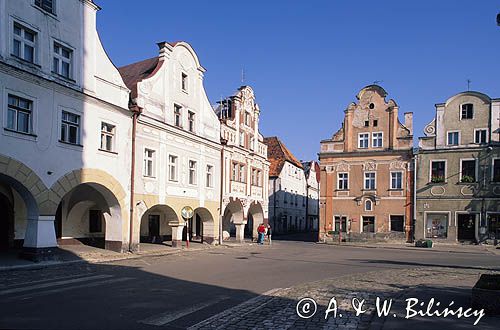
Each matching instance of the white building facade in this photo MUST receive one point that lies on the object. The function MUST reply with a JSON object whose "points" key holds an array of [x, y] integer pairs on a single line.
{"points": [[287, 189], [177, 149], [64, 147], [245, 166]]}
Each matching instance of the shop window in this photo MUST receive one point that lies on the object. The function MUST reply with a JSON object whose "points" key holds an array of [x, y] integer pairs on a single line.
{"points": [[436, 226]]}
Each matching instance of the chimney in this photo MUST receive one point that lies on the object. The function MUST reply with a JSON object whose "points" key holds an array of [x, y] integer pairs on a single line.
{"points": [[409, 121], [164, 48]]}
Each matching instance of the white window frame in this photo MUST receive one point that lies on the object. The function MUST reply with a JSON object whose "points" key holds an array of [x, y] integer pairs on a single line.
{"points": [[375, 180], [177, 106], [342, 179], [78, 125], [175, 165], [62, 59], [371, 205], [476, 172], [21, 39], [367, 140], [448, 138], [493, 169], [195, 172], [184, 81], [32, 101], [153, 163], [481, 129], [473, 111], [105, 133], [445, 169], [390, 180], [381, 140], [191, 122], [209, 176]]}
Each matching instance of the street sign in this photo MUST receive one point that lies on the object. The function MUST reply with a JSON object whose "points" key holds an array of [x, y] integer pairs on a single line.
{"points": [[187, 212]]}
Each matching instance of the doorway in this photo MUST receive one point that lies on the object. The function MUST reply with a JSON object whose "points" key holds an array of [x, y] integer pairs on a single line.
{"points": [[466, 227], [154, 228]]}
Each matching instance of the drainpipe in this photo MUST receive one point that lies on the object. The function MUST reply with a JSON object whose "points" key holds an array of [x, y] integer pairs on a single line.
{"points": [[136, 111], [223, 142]]}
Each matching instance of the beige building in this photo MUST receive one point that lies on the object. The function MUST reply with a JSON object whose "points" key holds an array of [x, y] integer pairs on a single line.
{"points": [[366, 172], [245, 166], [177, 149], [458, 171]]}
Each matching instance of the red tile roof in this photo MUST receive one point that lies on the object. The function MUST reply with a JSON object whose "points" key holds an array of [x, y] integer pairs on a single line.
{"points": [[135, 72], [278, 154]]}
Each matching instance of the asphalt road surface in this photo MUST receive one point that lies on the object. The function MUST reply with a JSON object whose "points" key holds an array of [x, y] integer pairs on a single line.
{"points": [[177, 291]]}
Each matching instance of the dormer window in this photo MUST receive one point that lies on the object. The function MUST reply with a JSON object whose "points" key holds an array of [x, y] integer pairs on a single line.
{"points": [[467, 111], [184, 82], [46, 5]]}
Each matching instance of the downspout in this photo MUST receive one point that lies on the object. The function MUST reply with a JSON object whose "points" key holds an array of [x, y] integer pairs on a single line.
{"points": [[136, 111], [223, 142]]}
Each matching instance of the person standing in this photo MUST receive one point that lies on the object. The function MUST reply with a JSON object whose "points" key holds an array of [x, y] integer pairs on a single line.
{"points": [[269, 233]]}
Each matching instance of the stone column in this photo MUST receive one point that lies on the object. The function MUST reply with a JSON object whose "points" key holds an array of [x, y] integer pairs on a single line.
{"points": [[40, 239], [240, 232], [177, 228]]}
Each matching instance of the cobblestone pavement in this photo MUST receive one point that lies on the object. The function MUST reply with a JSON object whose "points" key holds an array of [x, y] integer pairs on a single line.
{"points": [[276, 309]]}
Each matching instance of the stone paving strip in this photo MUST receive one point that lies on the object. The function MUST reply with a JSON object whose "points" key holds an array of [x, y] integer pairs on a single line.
{"points": [[276, 309]]}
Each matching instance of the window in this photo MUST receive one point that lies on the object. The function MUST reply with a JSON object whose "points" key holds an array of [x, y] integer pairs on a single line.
{"points": [[247, 118], [107, 136], [453, 138], [467, 111], [191, 121], [242, 173], [397, 223], [340, 224], [61, 64], [95, 221], [496, 170], [436, 225], [363, 140], [396, 180], [192, 172], [70, 128], [47, 5], [19, 114], [242, 139], [234, 173], [369, 180], [343, 181], [369, 224], [368, 205], [184, 81], [377, 140], [149, 162], [177, 115], [24, 43], [172, 168], [468, 171], [480, 136], [438, 171], [210, 175]]}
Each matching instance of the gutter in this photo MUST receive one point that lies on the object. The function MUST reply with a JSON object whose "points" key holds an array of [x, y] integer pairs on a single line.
{"points": [[136, 111]]}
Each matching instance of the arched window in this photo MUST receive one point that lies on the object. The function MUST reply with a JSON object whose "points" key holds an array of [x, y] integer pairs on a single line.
{"points": [[368, 205]]}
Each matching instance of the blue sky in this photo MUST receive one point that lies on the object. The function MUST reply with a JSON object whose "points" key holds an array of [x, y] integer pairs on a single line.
{"points": [[306, 60]]}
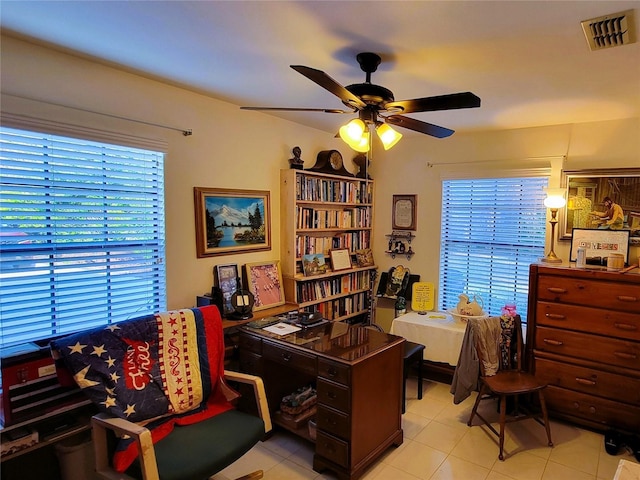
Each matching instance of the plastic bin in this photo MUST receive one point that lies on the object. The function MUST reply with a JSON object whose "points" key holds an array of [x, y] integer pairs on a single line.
{"points": [[76, 458]]}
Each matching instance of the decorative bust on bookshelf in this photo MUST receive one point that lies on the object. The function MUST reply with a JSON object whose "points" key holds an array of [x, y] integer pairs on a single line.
{"points": [[296, 162], [362, 162]]}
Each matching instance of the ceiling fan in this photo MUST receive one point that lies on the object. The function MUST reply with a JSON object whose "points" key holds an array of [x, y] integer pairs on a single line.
{"points": [[377, 107]]}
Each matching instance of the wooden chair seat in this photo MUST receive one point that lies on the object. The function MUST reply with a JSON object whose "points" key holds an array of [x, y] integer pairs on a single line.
{"points": [[510, 381]]}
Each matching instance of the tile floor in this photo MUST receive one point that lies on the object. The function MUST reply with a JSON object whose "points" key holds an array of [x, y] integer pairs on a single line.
{"points": [[438, 445]]}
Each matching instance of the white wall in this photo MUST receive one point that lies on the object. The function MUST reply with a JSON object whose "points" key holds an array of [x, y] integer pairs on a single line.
{"points": [[231, 148]]}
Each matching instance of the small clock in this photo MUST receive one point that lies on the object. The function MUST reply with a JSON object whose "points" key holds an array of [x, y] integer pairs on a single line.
{"points": [[330, 161]]}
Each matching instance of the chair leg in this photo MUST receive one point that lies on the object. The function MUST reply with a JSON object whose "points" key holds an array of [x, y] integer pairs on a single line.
{"points": [[503, 419], [420, 377], [475, 405], [545, 417]]}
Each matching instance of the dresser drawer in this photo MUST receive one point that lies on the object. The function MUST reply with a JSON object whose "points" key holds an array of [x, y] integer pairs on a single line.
{"points": [[250, 343], [607, 413], [332, 448], [286, 356], [336, 372], [250, 362], [588, 380], [594, 293], [607, 350], [333, 395], [590, 320], [333, 421]]}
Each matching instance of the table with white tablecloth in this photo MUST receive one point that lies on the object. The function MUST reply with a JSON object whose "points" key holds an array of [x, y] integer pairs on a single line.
{"points": [[437, 331]]}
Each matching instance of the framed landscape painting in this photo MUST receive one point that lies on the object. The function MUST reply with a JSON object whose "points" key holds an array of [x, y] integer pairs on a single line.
{"points": [[231, 221]]}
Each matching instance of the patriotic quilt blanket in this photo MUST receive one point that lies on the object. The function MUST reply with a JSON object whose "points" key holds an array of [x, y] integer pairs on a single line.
{"points": [[158, 370]]}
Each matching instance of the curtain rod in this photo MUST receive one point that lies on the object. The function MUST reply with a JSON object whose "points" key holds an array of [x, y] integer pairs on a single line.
{"points": [[546, 157], [186, 133]]}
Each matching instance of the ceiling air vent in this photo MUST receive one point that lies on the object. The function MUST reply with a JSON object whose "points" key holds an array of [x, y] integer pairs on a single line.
{"points": [[610, 30]]}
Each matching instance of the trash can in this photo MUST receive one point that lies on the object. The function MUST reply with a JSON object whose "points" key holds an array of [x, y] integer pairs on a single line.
{"points": [[76, 458]]}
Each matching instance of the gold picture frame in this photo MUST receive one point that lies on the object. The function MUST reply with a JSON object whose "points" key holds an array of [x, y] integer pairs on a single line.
{"points": [[231, 221], [404, 215], [584, 193], [264, 281], [340, 259]]}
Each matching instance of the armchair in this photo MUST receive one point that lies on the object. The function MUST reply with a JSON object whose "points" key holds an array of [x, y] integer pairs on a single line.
{"points": [[160, 384]]}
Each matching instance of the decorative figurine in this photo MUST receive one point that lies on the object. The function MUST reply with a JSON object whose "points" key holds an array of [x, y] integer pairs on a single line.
{"points": [[296, 162], [363, 163]]}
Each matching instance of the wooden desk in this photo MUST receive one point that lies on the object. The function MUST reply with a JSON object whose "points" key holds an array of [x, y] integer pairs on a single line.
{"points": [[358, 376], [440, 334]]}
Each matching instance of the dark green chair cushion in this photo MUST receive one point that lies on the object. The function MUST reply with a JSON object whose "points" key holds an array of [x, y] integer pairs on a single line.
{"points": [[195, 452]]}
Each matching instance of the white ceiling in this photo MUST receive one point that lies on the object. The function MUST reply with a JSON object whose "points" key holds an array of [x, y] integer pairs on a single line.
{"points": [[527, 60]]}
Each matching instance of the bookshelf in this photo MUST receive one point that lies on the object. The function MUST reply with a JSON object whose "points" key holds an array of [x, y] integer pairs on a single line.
{"points": [[321, 212]]}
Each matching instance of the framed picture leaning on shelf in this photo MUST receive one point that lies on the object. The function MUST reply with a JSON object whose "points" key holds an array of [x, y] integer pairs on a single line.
{"points": [[231, 221], [314, 264], [227, 280], [264, 281], [404, 216], [340, 259]]}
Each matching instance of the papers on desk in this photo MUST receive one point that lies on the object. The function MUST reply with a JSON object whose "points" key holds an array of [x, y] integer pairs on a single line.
{"points": [[282, 328]]}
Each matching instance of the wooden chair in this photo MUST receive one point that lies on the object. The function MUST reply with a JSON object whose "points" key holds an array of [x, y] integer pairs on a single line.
{"points": [[509, 382], [194, 443]]}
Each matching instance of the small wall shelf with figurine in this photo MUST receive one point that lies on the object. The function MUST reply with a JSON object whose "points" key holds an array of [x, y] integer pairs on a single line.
{"points": [[400, 244]]}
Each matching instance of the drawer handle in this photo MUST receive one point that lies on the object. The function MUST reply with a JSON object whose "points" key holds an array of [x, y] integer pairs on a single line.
{"points": [[625, 326], [557, 290], [585, 381], [626, 298], [625, 355]]}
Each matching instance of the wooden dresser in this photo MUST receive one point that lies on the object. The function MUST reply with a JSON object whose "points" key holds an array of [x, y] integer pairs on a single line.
{"points": [[583, 339], [357, 373]]}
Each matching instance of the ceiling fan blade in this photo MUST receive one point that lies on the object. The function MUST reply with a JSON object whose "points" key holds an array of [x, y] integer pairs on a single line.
{"points": [[328, 83], [419, 126], [287, 109], [429, 104]]}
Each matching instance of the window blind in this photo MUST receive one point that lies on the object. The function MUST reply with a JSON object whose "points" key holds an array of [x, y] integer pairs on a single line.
{"points": [[492, 230], [82, 240]]}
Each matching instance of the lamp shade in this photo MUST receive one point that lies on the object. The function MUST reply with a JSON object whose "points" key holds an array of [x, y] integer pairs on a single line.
{"points": [[352, 132], [388, 136]]}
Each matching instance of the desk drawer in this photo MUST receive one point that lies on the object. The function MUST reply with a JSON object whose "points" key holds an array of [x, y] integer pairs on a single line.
{"points": [[607, 413], [332, 449], [334, 395], [590, 320], [250, 343], [250, 363], [611, 351], [595, 293], [334, 371], [590, 381], [286, 356], [332, 421]]}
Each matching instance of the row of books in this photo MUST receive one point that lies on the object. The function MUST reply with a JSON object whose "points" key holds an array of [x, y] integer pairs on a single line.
{"points": [[327, 287], [307, 244], [343, 306], [348, 218], [314, 189]]}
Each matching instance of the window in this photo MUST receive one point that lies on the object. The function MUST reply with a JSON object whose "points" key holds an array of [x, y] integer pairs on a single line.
{"points": [[492, 230], [81, 234]]}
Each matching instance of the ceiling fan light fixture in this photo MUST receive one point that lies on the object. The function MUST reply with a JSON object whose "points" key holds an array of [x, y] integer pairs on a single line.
{"points": [[363, 145], [388, 136]]}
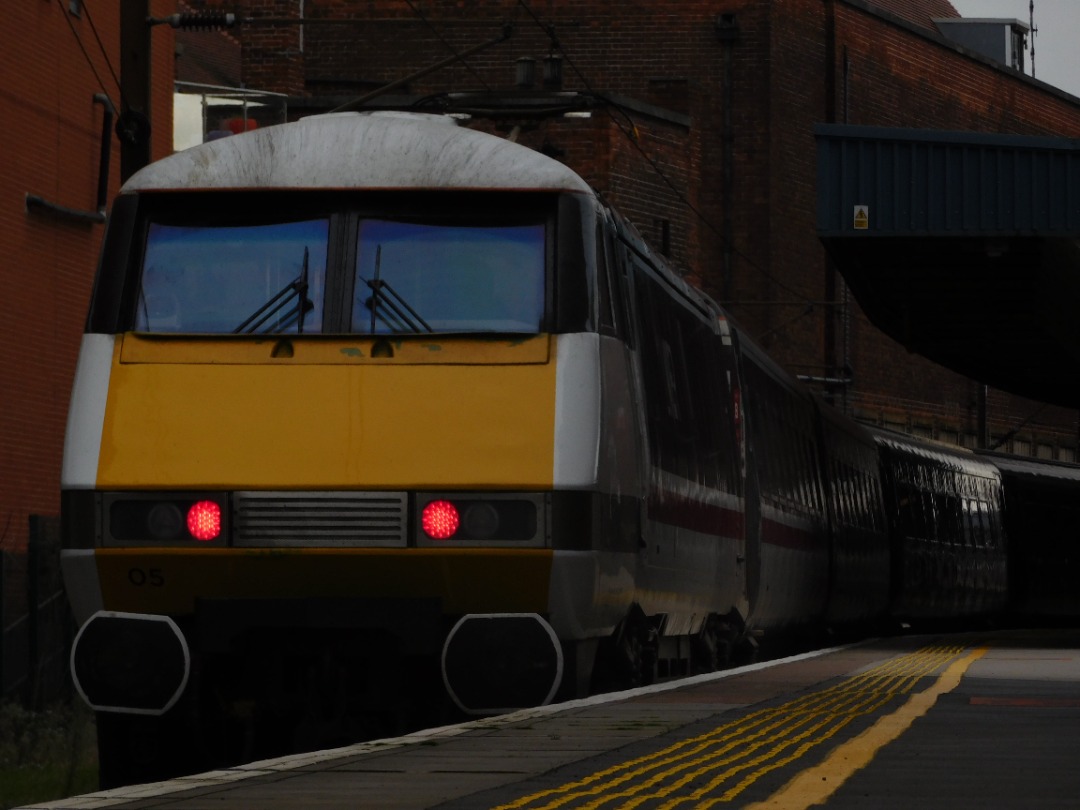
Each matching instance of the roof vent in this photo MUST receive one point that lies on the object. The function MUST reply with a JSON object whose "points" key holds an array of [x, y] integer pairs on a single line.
{"points": [[1001, 40]]}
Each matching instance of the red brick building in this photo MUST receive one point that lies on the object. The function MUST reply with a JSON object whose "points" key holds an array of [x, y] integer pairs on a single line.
{"points": [[707, 146], [61, 67]]}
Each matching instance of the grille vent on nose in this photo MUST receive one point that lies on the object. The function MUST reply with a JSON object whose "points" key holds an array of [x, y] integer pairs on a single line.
{"points": [[363, 520]]}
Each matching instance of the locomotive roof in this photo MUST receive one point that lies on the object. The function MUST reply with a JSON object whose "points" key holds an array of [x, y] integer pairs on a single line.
{"points": [[372, 150], [942, 455]]}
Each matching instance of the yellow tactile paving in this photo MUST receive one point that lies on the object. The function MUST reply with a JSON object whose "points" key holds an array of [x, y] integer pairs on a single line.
{"points": [[716, 767]]}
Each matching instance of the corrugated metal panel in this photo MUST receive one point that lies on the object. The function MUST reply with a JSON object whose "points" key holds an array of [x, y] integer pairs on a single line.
{"points": [[929, 183]]}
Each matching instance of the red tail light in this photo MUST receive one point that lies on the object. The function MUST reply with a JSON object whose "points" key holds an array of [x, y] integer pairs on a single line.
{"points": [[204, 521], [440, 520]]}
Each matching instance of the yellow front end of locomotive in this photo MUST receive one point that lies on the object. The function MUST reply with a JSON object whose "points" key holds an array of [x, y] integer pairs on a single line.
{"points": [[325, 414]]}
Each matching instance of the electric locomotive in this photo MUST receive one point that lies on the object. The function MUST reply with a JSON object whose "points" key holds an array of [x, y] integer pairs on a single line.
{"points": [[372, 409], [379, 420]]}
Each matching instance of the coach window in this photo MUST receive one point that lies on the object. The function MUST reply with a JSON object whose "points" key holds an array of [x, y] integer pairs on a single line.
{"points": [[423, 277], [254, 279]]}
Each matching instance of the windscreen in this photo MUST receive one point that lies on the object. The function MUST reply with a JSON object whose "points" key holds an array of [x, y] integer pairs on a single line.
{"points": [[416, 277], [239, 279], [399, 271]]}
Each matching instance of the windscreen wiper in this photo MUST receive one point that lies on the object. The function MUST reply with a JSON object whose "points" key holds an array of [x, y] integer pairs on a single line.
{"points": [[282, 298], [395, 311]]}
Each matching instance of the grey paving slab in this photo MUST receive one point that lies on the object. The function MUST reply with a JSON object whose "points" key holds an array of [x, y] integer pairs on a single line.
{"points": [[1006, 734]]}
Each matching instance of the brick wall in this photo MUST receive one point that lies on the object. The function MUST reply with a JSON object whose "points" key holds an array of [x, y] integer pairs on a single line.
{"points": [[753, 77], [50, 139]]}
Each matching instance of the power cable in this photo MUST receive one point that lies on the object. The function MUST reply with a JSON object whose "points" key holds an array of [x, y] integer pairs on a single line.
{"points": [[100, 45], [450, 48], [85, 55], [632, 136]]}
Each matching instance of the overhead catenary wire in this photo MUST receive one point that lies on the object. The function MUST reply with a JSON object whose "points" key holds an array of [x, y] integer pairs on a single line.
{"points": [[633, 136]]}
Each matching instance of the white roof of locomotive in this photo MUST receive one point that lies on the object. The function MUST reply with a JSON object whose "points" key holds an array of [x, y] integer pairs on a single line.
{"points": [[370, 150]]}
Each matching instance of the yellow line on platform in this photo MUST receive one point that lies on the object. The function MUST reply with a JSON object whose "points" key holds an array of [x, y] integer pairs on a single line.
{"points": [[817, 784], [719, 765]]}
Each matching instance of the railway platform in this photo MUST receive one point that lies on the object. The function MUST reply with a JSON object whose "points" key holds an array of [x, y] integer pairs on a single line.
{"points": [[974, 720]]}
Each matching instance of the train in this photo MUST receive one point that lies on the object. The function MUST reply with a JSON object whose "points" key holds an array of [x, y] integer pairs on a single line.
{"points": [[379, 420]]}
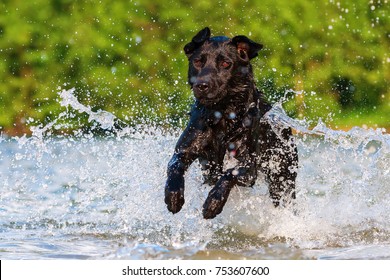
--------------------------------------------------
* THE EXERCISE *
Extract each line of the entries above that contains the string "windscreen", copying every such line in full.

* COMPLETED EXERCISE *
Each matching instance of the windscreen in this photo MUST receive one point that lies on the object. The function MUST reply with a JSON object whose "points" key holds an array of [x, y] integer pairs on a single line.
Each matching instance of the windscreen wiper in this photo MUST receive one point that lies on the object. The function MUST reply with a JSON object whose "points" key holds an array of [x, y] integer pairs on a single line.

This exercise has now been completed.